Creating an estate strategy when you don't have children
July/August 2010 PrintPrint this Article

PhotoIf you read articles about creating an estate strategy, you might come away with the idea that the only people in the world who need these strategies are families with children. While caring for children, both financially and physically, is an obviously legitimate concern, not everyone with estate strategy needs has a child.

Start with a will
To understand how to create a total estate strategy, you should work to understand its basic parts. Of course, you should always consult an estate planning attorney as well as a licensed financial professional to learn how financial products might help reduce the impact of estate taxes.

First, review your will or create one if you don't already have a will. This legal document should stipulate not only beneficiaries but also contingent beneficiaries. If you have a spouse, the first part is easy. He or she is typically the primary beneficiary. But for some single people, choosing even a primary beneficiary can be difficult. And for spouses without children, choosing contingent beneficiaries can be problematic. Contingent beneficiaries become the primary beneficiaries should something happen to the latter designee.

Whether you're single or married, it's important to choose both primary and contingent beneficiary designations. Make this decision with care. You might, for instance, choose to leave your estate to nieces and nephews. Or, instead, you may leave it to charities, but be specific and research your beneficiaries well. Lack of specifics could trigger a court fight and result in a division of your estate that wasn't planned.

**PROBLEMS TO SOLVE**
1. Write out the part of the estate strategy article that begins at the words "Whether you're single" and stops after the words "that wasn't planned.".
2. According to the estate strategy article, who is typically the primary beneficiary in the will of someone who has a spouse?
Rely only on the estate strategy article for your answers.

Data for grounding objects from natural-language descriptions:

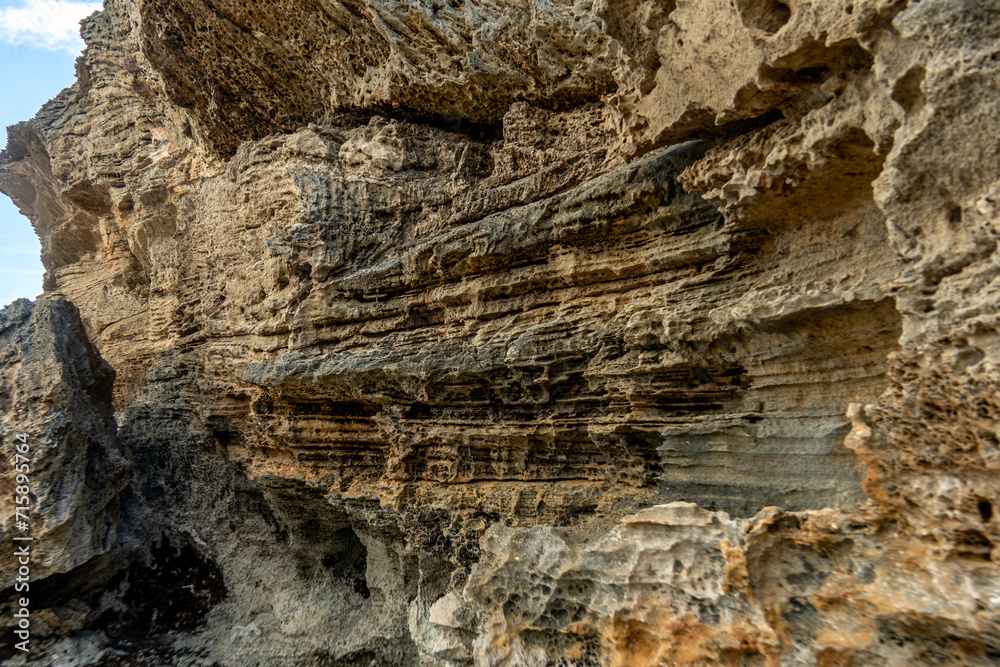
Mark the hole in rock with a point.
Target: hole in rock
(766, 15)
(349, 562)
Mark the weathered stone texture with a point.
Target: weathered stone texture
(526, 333)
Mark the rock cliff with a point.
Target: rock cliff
(460, 332)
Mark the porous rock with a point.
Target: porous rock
(640, 332)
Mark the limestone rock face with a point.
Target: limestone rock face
(625, 332)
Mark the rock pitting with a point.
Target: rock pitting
(527, 333)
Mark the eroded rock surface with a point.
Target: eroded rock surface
(527, 333)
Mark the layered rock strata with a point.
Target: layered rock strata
(598, 333)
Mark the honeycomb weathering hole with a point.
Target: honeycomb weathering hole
(766, 15)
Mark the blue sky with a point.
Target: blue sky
(39, 42)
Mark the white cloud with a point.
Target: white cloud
(46, 24)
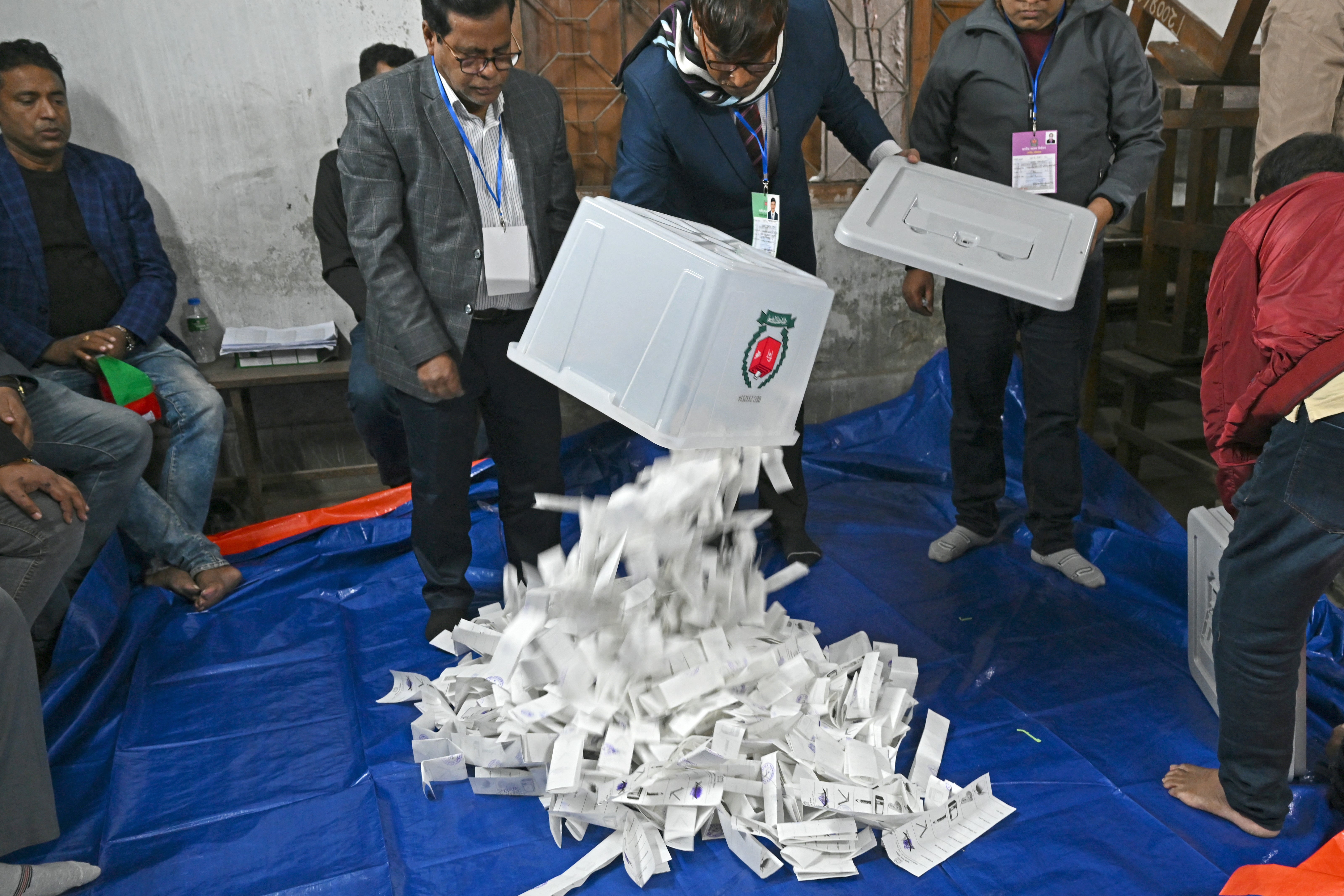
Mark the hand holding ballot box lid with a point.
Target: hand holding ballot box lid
(1007, 241)
(687, 336)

**TASK RESPONSES**
1.
Whether you're single or married, it's important to choose both primary and contingent beneficiary designations. Make this decision with care. You might, for instance, choose to leave your estate to nieces and nephews. Or, instead, you may leave it to charities, but be specific and research your beneficiaries well. Lack of specifics could trigger a court fight and result in a division of your estate that wasn't planned.

2. The spouse is typically the primary beneficiary.